Article.
Muddy returns to the motel and meets the real hitmen. He angrily swears to track down and kill Beavis and Butt-Head. The hitmen, who stole Beavis and Butt-Head's television, abandon it in front of the motel. Beavis and Butt-Head awaken to find the drifters gone and continue walking until they become dehydrated and weak. Beavis, suffering dehydration, takes a bite out of a peyote cactus, causing him to hallucinate.

Muddy finds Beavis and Butt-Head. After learning that Dallas intends to meet them, he puts them in his trunk and drives on. In Virginia, they jump out onto the interstate and cause a 400-car pileup. They walk past the scene and board their original tour bus, stopping at the Capitol before reaching the White House. Muddy confronts Dallas in a parking garage before she can meet Beavis and Butt-Head. She seduces him and they have sex in his car.

The ATF is dispatched to the White House because Beavis and Butt-Head are there on the same day as a peace conference. Beavis consumes caffeine and sugar and transforms into Cornholio, his hyperactive alter ego. Wandering into the Oval Office, he picks up the red phone, causing a military alert. Butt-Head attempts to seduce Chelsea Clinton but is thrown out of her bedroom window. He is detained and cavity-searched by ATF officers.

Beavis goes to their neighbor Tom Anderson's travel trailer, where Anderson catches him masturbating and throws him out. The ATF, thinking Beavis has the bioweapon, are about to open fire when Anderson throws out Beavis' pants. The bioweapon flies into Butt-Head's hand and he gives it to Flemming. Anderson and his wife are accused of trying to frame Beavis and Butt-Head, and are arrested along with Dallas and Muddy. Flemming proclaims Beavis and Butt-Head heroes, and they meet President Bill Clinton, who makes them honorary ATF agents. Beavis and Butt-Head return to Highland upset that they did not have sex or receive money, but they find their television at the motel and walk into the sunset.

Voice cast 

 Mike Judge as Beavis, Butt-Head,  Tom Anderson,  Mr. Van Driessen, and Principal McVicker
 Bruce Willis as Muddy Grimes
 Demi Moore as Dallas Grimes
 Cloris Leachman as Martha the Old Woman
 Robert Stack as Agent Flemming

Other voice actors include: Jacqueline Barba, Pamela Blair, Eric Bogosian, Kristofor Brown, Tony Darling, John Doman, Francis DuMaurier, Jim Flaherty, Tim Guinee, Toby Huss, Sam Johnson, Richard Linklater, Rosemary McNamara, Harsh Nayyar, Karen Phillips, Dale Reeves, Mike Ruschak, and Gail Thomas

Greg Kinnear had an uncredited role as ATF Agent Bork; David Letterman (credited as Earl Hofert) had a role as a Mötley Crüe roadie.

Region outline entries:
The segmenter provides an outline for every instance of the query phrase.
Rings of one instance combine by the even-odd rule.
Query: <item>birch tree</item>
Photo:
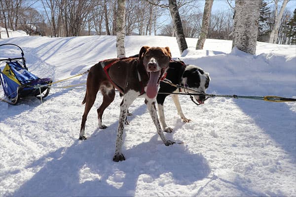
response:
[[[182,55],[183,51],[187,49],[187,43],[185,39],[185,35],[183,32],[182,22],[179,13],[177,4],[177,0],[169,0],[169,8],[172,16],[173,24],[174,24],[174,30],[176,32],[176,37],[177,43]]]
[[[117,58],[125,57],[124,35],[125,34],[125,0],[117,0],[116,48]]]
[[[236,0],[232,48],[255,54],[259,14],[259,0]]]
[[[203,45],[208,35],[209,23],[211,19],[211,12],[212,11],[212,6],[213,6],[213,1],[214,0],[206,0],[203,16],[202,17],[201,30],[195,48],[196,50],[202,49],[203,48]]]
[[[280,24],[282,18],[283,17],[283,14],[284,14],[284,10],[287,5],[287,3],[289,1],[289,0],[284,0],[282,7],[281,7],[281,10],[280,13],[278,13],[278,0],[275,0],[275,23],[274,27],[270,33],[269,35],[269,42],[270,43],[276,43],[278,37],[279,28],[280,28]]]

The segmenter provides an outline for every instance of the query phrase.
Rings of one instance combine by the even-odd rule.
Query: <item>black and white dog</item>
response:
[[[171,61],[169,66],[166,78],[171,81],[173,84],[181,85],[195,91],[205,93],[211,80],[208,72],[205,72],[197,66],[185,65],[181,60]],[[160,82],[159,86],[159,93],[156,97],[159,120],[164,131],[171,132],[173,131],[173,129],[168,127],[165,123],[163,108],[164,100],[169,95],[159,93],[170,93],[180,92],[195,94],[196,93],[184,90],[183,88],[178,90],[176,87],[163,81]],[[171,96],[178,110],[178,113],[181,116],[182,121],[184,122],[189,122],[190,120],[185,118],[182,112],[178,95],[171,95]],[[194,97],[199,104],[203,103],[206,98],[205,96],[194,96]]]

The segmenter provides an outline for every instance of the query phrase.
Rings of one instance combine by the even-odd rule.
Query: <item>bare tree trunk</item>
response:
[[[112,26],[112,34],[115,35],[116,34],[116,26],[117,20],[117,14],[116,9],[116,1],[114,2],[113,6],[113,25]]]
[[[5,29],[6,31],[6,33],[7,34],[7,37],[9,37],[9,34],[8,33],[8,30],[7,29],[7,24],[6,23],[6,17],[5,14],[4,4],[3,3],[3,1],[2,0],[0,0],[0,3],[1,3],[1,7],[2,8],[2,13],[3,14],[3,18],[4,18],[4,25]]]
[[[169,8],[173,20],[174,29],[176,33],[177,43],[180,51],[180,54],[182,55],[183,51],[187,49],[188,47],[183,32],[182,22],[177,5],[177,0],[169,0]]]
[[[151,32],[152,31],[152,24],[153,23],[153,5],[150,5],[150,10],[149,11],[149,35],[151,35]]]
[[[214,1],[214,0],[206,0],[203,16],[202,17],[201,30],[199,33],[199,38],[197,41],[196,47],[195,48],[196,50],[203,49],[203,45],[206,41],[206,38],[208,36],[209,23],[210,22],[210,20],[211,19],[211,12],[212,11],[213,1]]]
[[[118,15],[116,35],[117,58],[125,57],[124,36],[125,34],[125,0],[117,0]]]
[[[270,43],[277,43],[278,37],[278,32],[279,28],[280,27],[280,23],[281,22],[281,20],[282,20],[282,18],[283,17],[284,10],[285,10],[285,8],[286,7],[286,5],[287,5],[287,3],[288,1],[288,0],[284,0],[283,4],[282,4],[282,7],[281,7],[281,10],[280,11],[280,13],[279,14],[278,14],[278,15],[277,13],[278,0],[276,0],[275,1],[276,9],[274,16],[275,18],[275,21],[274,26],[273,27],[273,29],[272,29],[272,31],[270,33],[270,35],[269,35],[269,40],[268,42]]]
[[[106,0],[104,0],[104,10],[105,16],[105,24],[106,27],[106,33],[107,35],[110,35],[110,31],[109,30],[109,23],[108,22],[108,13],[107,10],[107,2]]]
[[[235,0],[232,48],[256,53],[259,14],[259,0]]]

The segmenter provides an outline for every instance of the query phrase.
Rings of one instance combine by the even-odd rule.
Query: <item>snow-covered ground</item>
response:
[[[56,81],[116,57],[115,37],[18,37],[0,40],[24,50],[29,70]],[[208,39],[203,50],[187,39],[181,56],[175,38],[130,36],[126,55],[143,45],[169,46],[174,58],[199,66],[212,80],[208,93],[296,96],[296,46],[258,42],[257,53],[231,52],[231,41]],[[11,47],[0,58],[19,56]],[[1,65],[2,68],[4,65]],[[86,75],[55,84],[84,83]],[[82,89],[52,88],[41,104],[35,98],[15,106],[0,102],[0,196],[296,196],[296,103],[216,98],[196,106],[180,97],[182,122],[168,98],[165,114],[174,128],[165,146],[143,98],[130,108],[125,129],[126,160],[112,161],[121,101],[116,95],[105,110],[105,130],[96,108],[86,122],[88,139],[78,140],[84,110]],[[0,94],[3,92],[0,87]]]

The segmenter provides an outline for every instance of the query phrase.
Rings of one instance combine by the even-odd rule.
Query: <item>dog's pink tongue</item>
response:
[[[160,70],[157,72],[150,72],[150,79],[148,82],[146,94],[150,98],[154,98],[157,94],[157,81],[160,74]]]

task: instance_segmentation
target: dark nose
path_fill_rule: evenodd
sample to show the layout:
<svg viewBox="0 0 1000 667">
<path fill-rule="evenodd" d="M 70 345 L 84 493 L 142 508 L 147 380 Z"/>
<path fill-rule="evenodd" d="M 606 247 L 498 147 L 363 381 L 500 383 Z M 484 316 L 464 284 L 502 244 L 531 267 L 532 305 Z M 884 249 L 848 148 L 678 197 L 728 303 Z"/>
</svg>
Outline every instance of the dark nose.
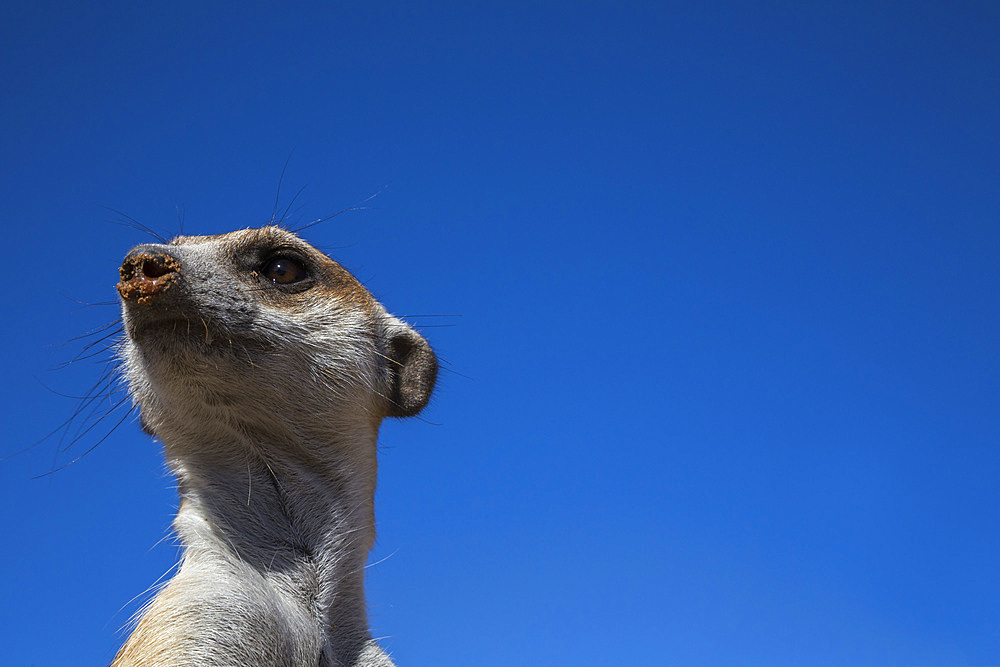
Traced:
<svg viewBox="0 0 1000 667">
<path fill-rule="evenodd" d="M 118 293 L 125 301 L 150 303 L 180 278 L 179 259 L 155 246 L 135 248 L 122 262 Z"/>
</svg>

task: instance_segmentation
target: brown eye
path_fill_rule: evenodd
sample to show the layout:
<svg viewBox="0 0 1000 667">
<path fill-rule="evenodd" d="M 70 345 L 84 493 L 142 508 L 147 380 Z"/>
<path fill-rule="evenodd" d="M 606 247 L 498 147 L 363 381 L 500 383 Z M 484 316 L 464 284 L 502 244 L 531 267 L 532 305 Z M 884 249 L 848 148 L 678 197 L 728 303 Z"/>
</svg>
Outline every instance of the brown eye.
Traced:
<svg viewBox="0 0 1000 667">
<path fill-rule="evenodd" d="M 302 265 L 287 257 L 276 257 L 264 265 L 264 277 L 272 283 L 287 285 L 297 283 L 306 277 Z"/>
</svg>

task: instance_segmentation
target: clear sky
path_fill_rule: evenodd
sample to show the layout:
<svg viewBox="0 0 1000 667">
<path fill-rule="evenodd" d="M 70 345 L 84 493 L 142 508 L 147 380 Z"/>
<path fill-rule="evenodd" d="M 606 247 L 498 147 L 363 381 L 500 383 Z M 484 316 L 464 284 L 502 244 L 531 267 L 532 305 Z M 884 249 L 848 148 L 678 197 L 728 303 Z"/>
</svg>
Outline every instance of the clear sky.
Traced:
<svg viewBox="0 0 1000 667">
<path fill-rule="evenodd" d="M 1000 663 L 1000 5 L 3 14 L 4 456 L 107 361 L 52 370 L 146 240 L 104 207 L 260 225 L 291 155 L 454 371 L 380 439 L 398 664 Z M 122 414 L 0 462 L 2 664 L 107 664 L 176 560 Z"/>
</svg>

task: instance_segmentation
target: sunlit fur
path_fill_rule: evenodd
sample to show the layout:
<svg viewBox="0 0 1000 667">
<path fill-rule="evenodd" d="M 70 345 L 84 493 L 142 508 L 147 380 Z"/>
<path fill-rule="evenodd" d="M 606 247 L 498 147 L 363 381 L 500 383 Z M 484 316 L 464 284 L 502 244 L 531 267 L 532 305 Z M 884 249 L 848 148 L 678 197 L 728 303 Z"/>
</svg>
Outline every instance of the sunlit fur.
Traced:
<svg viewBox="0 0 1000 667">
<path fill-rule="evenodd" d="M 282 291 L 255 273 L 251 258 L 271 246 L 310 262 L 308 289 Z M 430 348 L 339 265 L 275 227 L 137 251 L 182 266 L 155 303 L 119 290 L 125 375 L 177 476 L 183 557 L 113 665 L 391 665 L 364 597 L 376 438 L 400 410 L 389 398 L 403 377 L 394 366 L 410 363 L 393 357 L 392 341 L 424 355 L 410 373 L 420 400 L 406 414 L 433 386 Z"/>
</svg>

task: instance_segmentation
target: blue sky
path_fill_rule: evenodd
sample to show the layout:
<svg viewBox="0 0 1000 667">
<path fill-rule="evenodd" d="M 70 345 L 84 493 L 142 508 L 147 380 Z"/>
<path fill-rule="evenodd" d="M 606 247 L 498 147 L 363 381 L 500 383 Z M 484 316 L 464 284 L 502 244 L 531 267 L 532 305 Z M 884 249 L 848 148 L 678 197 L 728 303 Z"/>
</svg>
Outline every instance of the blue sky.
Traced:
<svg viewBox="0 0 1000 667">
<path fill-rule="evenodd" d="M 259 225 L 291 155 L 293 220 L 379 193 L 305 236 L 456 371 L 380 440 L 400 665 L 1000 663 L 996 4 L 36 3 L 0 31 L 3 455 L 101 373 L 51 369 L 145 240 L 104 207 Z M 157 446 L 112 419 L 0 462 L 5 664 L 108 663 L 176 560 Z"/>
</svg>

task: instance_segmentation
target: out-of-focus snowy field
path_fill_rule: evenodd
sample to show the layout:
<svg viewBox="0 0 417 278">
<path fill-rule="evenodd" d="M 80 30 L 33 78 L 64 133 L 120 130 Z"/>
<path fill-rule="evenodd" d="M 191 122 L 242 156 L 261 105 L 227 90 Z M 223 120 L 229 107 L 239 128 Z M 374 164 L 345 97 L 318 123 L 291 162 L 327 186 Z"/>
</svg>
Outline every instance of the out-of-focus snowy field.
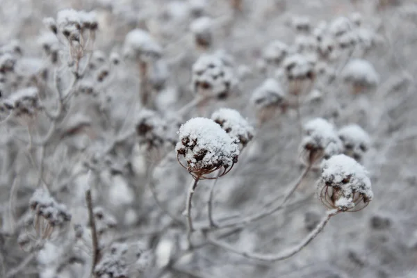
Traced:
<svg viewBox="0 0 417 278">
<path fill-rule="evenodd" d="M 0 277 L 417 277 L 416 49 L 414 0 L 0 0 Z"/>
</svg>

Task set.
**A.** Lay out the listing from its first line up to and including the line with "[[[236,0],[232,48],[255,54],[259,14],[259,0]]]" as a JSON list of strings, one string per line, with blank lines left out. Leave the pictures out of your answer.
**B.** Proceed with the Beavis and Butt-Head plot and cast text from the point where it stops.

Answers provided.
**A.**
[
  "The segmenter provides an outline for every instance of the query phrase.",
  "Rings of one instance combine by the even-odd rule.",
  "Query: <item>birch tree</item>",
  "Photo:",
  "response:",
  "[[[182,55],[183,51],[187,49],[187,43],[185,39],[185,35],[183,32],[182,22],[179,13],[177,4],[177,0],[169,0],[169,8],[172,16],[173,24],[174,24],[174,30],[176,32],[176,37],[177,43]]]",
  "[[[117,58],[125,57],[124,35],[125,34],[125,0],[117,0],[116,48]]]",
  "[[[236,0],[232,48],[255,54],[259,14],[259,0]]]"
]

**B.**
Production 
Development for the film began in 1993 as part of a production deal with MTV, David Geffen, and Warner Bros. Geffen so believed in the potential of the Beavis and Butt-head TV series that he suggested creating a movie and record album based on the program. They originally conceived it as a live action movie, with Saturday Night Live regulars David Spade and Adam Sandler in mind to play the title characters. After MTV's parent company Viacom acquired Paramount Pictures's parent company Paramount Communications on July 7, 1994, the studio became a partner in the film, replacing Warner's interest in the project and dropping the live action concept under pressure from Beavis and Butt-Head creator Mike Judge. Judge has stated production of the animated film was very ad hoc and had some difficulties with progressing due to most of the staff's television background. The animation of the film was provided by Rough Draft Korea. The hallucination sequence's design and animation was based on the works of Rob Zombie. The sequence's director was Chris Prynoski.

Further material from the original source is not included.